━━ Document ━━

Note 7.  Commitments and Contingent Liabilities

In the normal course of business, Pinnacle Financial has entered into off-balance sheet financial instruments which include commitments to extend credit (i.e., including unfunded lines of credit) and standby letters of credit. Commitments to extend credit are usually the result of lines of credit granted to existing borrowers under agreements that the total outstanding indebtedness will not exceed a specific amount during the term of the indebtedness.  Typical borrowers are commercial concerns that use lines of credit to supplement their treasury management functions, thus their total outstanding indebtedness may fluctuate during any time period based on the seasonality of their business and the resultant timing of their cash flows.  Other typical lines of credit are related to home equity loans granted to consumers.  Commitments to extend credit generally have fixed expiration dates or other termination clauses and may require payment of a fee.

Standby letters of credit are generally issued on behalf of an applicant (our customer) to a specifically named beneficiary and are the result of a particular business arrangement that exists between the applicant and the beneficiary.  Standby letters of credit have fixed expiration dates and are usually for terms of two years or less unless terminated beforehand due to criteria specified in the standby letter of credit.  A typical arrangement involves the applicant routinely being indebted to the beneficiary for such items as inventory purchases, insurance, utilities, lease guarantees or other third party commercial transactions.  The standby letter of credit would permit the beneficiary to obtain payment from Pinnacle Financial under certain prescribed circumstances.  Subsequently, Pinnacle Financial would then seek reimbursement from the applicant pursuant to the terms of the standby letter of credit.

Pinnacle Financial follows the same credit policies and underwriting practices when making these commitments as it does for on-balance sheet instruments.  Each customer’s creditworthiness is evaluated on a case-by-case basis, and the amount of collateral obtained, if any, is based on management’s credit evaluation of the customer.  Collateral held varies but may include cash, real estate and improvements, marketable securities, accounts receivable, inventory, equipment, and personal property.

The contractual amounts of these commitments are not reflected in the consolidated financial statements and would only be reflected if drawn upon.  Since many of the commitments are expected to expire without being drawn upon, the contractual amounts do not necessarily represent future cash requirements.  However, should the commitments be drawn upon and should our customers default on their resulting obligation to us, Pinnacle Financial's maximum exposure to credit loss, without consideration of collateral, is represented by the contractual amount of those instruments.


PINNACLE FINANCIAL PARTNERS, INC. AND SUBSIDIARIES
NOTES TO CONSOLIDATED FINANCIAL STATEMENTS
(Unaudited)

━━━

## Directions
- a) In the note on commitments and contingent liabilities, what is the usual term of standby letters of credit?
- b) Return everything in the note on commitments and contingent liabilities from "Pinnacle Financial follows" down to "and personal property.".

━━ Listed entries ━━

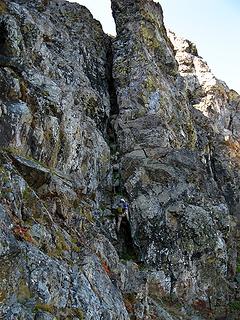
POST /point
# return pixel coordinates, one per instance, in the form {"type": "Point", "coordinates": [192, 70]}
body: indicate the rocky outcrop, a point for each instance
{"type": "Point", "coordinates": [86, 119]}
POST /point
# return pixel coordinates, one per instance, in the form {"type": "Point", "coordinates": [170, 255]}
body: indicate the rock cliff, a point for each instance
{"type": "Point", "coordinates": [86, 119]}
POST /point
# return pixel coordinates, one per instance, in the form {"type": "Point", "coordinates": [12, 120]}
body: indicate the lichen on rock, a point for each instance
{"type": "Point", "coordinates": [87, 119]}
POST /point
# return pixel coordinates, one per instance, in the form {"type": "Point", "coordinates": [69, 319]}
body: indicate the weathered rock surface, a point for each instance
{"type": "Point", "coordinates": [86, 119]}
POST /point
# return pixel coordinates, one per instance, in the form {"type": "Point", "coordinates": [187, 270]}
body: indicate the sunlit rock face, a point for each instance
{"type": "Point", "coordinates": [85, 120]}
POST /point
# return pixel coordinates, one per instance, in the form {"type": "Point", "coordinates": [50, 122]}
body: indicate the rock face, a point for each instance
{"type": "Point", "coordinates": [86, 119]}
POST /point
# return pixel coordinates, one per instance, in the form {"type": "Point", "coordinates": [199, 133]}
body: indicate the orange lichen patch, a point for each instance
{"type": "Point", "coordinates": [22, 233]}
{"type": "Point", "coordinates": [105, 266]}
{"type": "Point", "coordinates": [233, 148]}
{"type": "Point", "coordinates": [203, 308]}
{"type": "Point", "coordinates": [129, 301]}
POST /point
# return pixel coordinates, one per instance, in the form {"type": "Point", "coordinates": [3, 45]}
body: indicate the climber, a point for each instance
{"type": "Point", "coordinates": [122, 211]}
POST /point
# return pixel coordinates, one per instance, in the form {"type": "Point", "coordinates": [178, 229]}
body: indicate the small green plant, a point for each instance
{"type": "Point", "coordinates": [235, 305]}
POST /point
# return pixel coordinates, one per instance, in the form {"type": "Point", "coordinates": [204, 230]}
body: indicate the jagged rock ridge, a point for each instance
{"type": "Point", "coordinates": [84, 119]}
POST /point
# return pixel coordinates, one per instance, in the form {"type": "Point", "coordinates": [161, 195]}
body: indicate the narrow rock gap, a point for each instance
{"type": "Point", "coordinates": [3, 39]}
{"type": "Point", "coordinates": [125, 244]}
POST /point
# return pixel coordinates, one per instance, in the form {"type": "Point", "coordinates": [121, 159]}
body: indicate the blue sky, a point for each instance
{"type": "Point", "coordinates": [214, 25]}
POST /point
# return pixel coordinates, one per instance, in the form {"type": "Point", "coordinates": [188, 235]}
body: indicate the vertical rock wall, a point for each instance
{"type": "Point", "coordinates": [86, 119]}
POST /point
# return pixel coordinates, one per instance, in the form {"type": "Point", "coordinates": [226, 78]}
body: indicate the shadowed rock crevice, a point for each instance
{"type": "Point", "coordinates": [92, 119]}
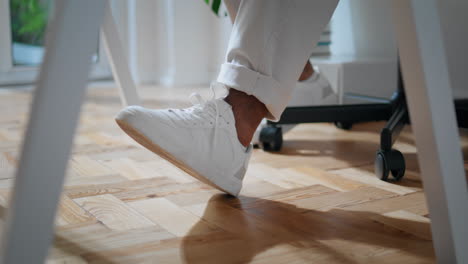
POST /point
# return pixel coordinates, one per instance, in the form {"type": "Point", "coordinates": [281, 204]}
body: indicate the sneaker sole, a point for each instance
{"type": "Point", "coordinates": [147, 143]}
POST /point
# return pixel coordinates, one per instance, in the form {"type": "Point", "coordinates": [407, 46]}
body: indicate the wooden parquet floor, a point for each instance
{"type": "Point", "coordinates": [316, 201]}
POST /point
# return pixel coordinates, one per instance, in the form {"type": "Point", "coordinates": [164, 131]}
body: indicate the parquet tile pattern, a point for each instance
{"type": "Point", "coordinates": [316, 201]}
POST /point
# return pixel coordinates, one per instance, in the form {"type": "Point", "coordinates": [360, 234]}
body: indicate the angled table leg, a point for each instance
{"type": "Point", "coordinates": [71, 41]}
{"type": "Point", "coordinates": [428, 88]}
{"type": "Point", "coordinates": [118, 60]}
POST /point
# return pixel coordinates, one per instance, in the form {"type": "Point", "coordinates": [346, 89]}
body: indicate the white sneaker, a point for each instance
{"type": "Point", "coordinates": [201, 140]}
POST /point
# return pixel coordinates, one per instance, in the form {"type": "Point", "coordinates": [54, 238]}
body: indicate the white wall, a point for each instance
{"type": "Point", "coordinates": [364, 29]}
{"type": "Point", "coordinates": [177, 42]}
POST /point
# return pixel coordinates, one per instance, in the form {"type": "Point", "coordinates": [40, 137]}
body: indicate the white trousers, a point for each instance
{"type": "Point", "coordinates": [270, 43]}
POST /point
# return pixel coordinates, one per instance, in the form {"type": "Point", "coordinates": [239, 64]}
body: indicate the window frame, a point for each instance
{"type": "Point", "coordinates": [11, 74]}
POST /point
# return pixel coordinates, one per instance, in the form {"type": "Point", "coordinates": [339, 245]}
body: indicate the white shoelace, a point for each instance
{"type": "Point", "coordinates": [197, 99]}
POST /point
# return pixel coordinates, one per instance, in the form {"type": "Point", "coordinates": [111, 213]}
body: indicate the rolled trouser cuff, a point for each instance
{"type": "Point", "coordinates": [266, 89]}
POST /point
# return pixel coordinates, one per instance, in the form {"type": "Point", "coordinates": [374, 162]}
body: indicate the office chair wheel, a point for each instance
{"type": "Point", "coordinates": [387, 162]}
{"type": "Point", "coordinates": [344, 125]}
{"type": "Point", "coordinates": [271, 138]}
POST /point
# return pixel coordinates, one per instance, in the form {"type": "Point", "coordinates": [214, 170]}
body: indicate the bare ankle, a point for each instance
{"type": "Point", "coordinates": [306, 72]}
{"type": "Point", "coordinates": [248, 113]}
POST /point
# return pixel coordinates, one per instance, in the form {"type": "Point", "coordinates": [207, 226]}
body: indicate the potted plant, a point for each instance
{"type": "Point", "coordinates": [28, 24]}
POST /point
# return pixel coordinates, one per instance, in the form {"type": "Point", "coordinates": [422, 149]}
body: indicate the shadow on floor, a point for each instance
{"type": "Point", "coordinates": [255, 225]}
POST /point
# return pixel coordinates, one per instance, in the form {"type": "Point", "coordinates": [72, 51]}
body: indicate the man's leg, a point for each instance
{"type": "Point", "coordinates": [270, 43]}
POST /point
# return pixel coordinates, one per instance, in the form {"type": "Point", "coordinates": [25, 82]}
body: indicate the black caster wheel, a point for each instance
{"type": "Point", "coordinates": [387, 162]}
{"type": "Point", "coordinates": [344, 125]}
{"type": "Point", "coordinates": [271, 138]}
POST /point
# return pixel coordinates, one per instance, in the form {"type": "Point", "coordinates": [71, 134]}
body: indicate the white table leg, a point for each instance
{"type": "Point", "coordinates": [71, 41]}
{"type": "Point", "coordinates": [118, 60]}
{"type": "Point", "coordinates": [428, 88]}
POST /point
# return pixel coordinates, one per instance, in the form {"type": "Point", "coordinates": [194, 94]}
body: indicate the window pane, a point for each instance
{"type": "Point", "coordinates": [29, 20]}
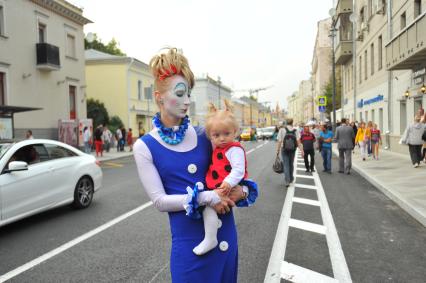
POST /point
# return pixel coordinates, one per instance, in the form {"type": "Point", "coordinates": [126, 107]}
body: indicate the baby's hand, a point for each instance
{"type": "Point", "coordinates": [225, 187]}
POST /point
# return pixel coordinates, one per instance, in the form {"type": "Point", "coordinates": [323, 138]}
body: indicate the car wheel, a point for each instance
{"type": "Point", "coordinates": [83, 193]}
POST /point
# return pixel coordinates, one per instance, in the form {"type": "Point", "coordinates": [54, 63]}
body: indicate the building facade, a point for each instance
{"type": "Point", "coordinates": [125, 85]}
{"type": "Point", "coordinates": [42, 64]}
{"type": "Point", "coordinates": [382, 53]}
{"type": "Point", "coordinates": [321, 62]}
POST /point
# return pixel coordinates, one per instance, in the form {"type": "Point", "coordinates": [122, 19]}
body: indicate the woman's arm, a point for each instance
{"type": "Point", "coordinates": [153, 185]}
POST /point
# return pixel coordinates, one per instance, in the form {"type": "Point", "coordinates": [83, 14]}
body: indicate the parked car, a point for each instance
{"type": "Point", "coordinates": [268, 132]}
{"type": "Point", "coordinates": [38, 175]}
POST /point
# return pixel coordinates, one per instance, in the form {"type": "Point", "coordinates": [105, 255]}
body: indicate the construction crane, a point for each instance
{"type": "Point", "coordinates": [252, 91]}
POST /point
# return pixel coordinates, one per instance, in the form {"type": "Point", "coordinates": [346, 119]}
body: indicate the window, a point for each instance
{"type": "Point", "coordinates": [403, 20]}
{"type": "Point", "coordinates": [2, 29]}
{"type": "Point", "coordinates": [365, 65]}
{"type": "Point", "coordinates": [380, 49]}
{"type": "Point", "coordinates": [71, 46]}
{"type": "Point", "coordinates": [360, 69]}
{"type": "Point", "coordinates": [372, 58]}
{"type": "Point", "coordinates": [417, 8]}
{"type": "Point", "coordinates": [56, 151]}
{"type": "Point", "coordinates": [2, 88]}
{"type": "Point", "coordinates": [41, 33]}
{"type": "Point", "coordinates": [72, 97]}
{"type": "Point", "coordinates": [140, 90]}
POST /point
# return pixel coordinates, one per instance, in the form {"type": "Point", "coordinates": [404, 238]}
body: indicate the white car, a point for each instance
{"type": "Point", "coordinates": [38, 175]}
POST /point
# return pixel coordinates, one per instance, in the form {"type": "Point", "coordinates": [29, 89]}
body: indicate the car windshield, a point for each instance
{"type": "Point", "coordinates": [4, 147]}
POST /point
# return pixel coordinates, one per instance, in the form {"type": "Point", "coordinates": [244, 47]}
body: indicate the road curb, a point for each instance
{"type": "Point", "coordinates": [395, 197]}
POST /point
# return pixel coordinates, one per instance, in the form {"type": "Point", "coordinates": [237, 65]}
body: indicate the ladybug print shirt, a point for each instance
{"type": "Point", "coordinates": [229, 164]}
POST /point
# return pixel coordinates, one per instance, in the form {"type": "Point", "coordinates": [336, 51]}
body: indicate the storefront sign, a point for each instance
{"type": "Point", "coordinates": [363, 102]}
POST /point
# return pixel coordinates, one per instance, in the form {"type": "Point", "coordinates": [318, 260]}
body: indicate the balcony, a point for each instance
{"type": "Point", "coordinates": [47, 57]}
{"type": "Point", "coordinates": [408, 49]}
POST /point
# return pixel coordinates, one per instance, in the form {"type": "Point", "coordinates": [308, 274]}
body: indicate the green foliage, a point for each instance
{"type": "Point", "coordinates": [96, 110]}
{"type": "Point", "coordinates": [115, 123]}
{"type": "Point", "coordinates": [110, 48]}
{"type": "Point", "coordinates": [328, 92]}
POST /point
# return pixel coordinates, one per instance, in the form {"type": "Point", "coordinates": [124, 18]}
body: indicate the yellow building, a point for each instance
{"type": "Point", "coordinates": [124, 85]}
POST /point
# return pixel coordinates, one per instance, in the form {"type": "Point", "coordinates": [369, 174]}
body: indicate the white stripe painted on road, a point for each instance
{"type": "Point", "coordinates": [306, 186]}
{"type": "Point", "coordinates": [295, 273]}
{"type": "Point", "coordinates": [9, 275]}
{"type": "Point", "coordinates": [304, 176]}
{"type": "Point", "coordinates": [320, 229]}
{"type": "Point", "coordinates": [306, 201]}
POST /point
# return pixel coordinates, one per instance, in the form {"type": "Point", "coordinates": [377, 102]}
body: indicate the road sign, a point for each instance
{"type": "Point", "coordinates": [322, 101]}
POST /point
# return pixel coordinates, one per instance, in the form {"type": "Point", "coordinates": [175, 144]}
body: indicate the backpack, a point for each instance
{"type": "Point", "coordinates": [290, 141]}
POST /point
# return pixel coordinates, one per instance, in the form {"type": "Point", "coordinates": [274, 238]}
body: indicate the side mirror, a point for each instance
{"type": "Point", "coordinates": [17, 166]}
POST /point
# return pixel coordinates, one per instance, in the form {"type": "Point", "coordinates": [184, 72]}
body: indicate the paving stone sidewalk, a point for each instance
{"type": "Point", "coordinates": [394, 175]}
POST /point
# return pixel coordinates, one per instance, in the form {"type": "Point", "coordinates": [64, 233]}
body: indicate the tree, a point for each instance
{"type": "Point", "coordinates": [96, 110]}
{"type": "Point", "coordinates": [328, 92]}
{"type": "Point", "coordinates": [110, 48]}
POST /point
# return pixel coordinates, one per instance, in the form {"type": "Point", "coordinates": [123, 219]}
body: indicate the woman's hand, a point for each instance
{"type": "Point", "coordinates": [225, 204]}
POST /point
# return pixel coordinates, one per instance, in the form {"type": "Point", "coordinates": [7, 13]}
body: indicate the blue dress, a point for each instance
{"type": "Point", "coordinates": [176, 170]}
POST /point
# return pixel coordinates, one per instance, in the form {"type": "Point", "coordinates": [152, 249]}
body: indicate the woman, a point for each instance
{"type": "Point", "coordinates": [413, 138]}
{"type": "Point", "coordinates": [376, 139]}
{"type": "Point", "coordinates": [174, 156]}
{"type": "Point", "coordinates": [361, 141]}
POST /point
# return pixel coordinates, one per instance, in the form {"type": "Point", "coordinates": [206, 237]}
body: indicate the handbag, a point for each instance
{"type": "Point", "coordinates": [278, 166]}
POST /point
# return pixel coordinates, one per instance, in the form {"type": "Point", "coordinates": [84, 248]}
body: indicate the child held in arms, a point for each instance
{"type": "Point", "coordinates": [227, 170]}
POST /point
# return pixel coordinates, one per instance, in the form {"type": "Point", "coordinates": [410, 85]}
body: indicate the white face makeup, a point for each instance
{"type": "Point", "coordinates": [176, 99]}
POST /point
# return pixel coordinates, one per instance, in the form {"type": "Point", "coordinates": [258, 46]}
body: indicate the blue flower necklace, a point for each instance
{"type": "Point", "coordinates": [173, 135]}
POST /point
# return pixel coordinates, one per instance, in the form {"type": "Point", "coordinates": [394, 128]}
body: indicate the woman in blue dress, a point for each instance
{"type": "Point", "coordinates": [171, 159]}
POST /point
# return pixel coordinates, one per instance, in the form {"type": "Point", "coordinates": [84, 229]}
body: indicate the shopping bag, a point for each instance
{"type": "Point", "coordinates": [278, 165]}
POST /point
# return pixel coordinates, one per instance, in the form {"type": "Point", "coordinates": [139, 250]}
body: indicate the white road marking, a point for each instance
{"type": "Point", "coordinates": [320, 229]}
{"type": "Point", "coordinates": [277, 267]}
{"type": "Point", "coordinates": [295, 273]}
{"type": "Point", "coordinates": [70, 244]}
{"type": "Point", "coordinates": [305, 186]}
{"type": "Point", "coordinates": [306, 201]}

━━━

## Solutions to each task
- a) Two years or less, unless terminated beforehand due to criteria specified in the standby letter of credit.

- b)
Pinnacle Financial follows the same credit policies and underwriting practices when making these commitments as it does for on-balance sheet instruments.  Each customer’s creditworthiness is evaluated on a case-by-case basis, and the amount of collateral obtained, if any, is based on management’s credit evaluation of the customer.  Collateral held varies but may include cash, real estate and improvements, marketable securities, accounts receivable, inventory, equipment, and personal property.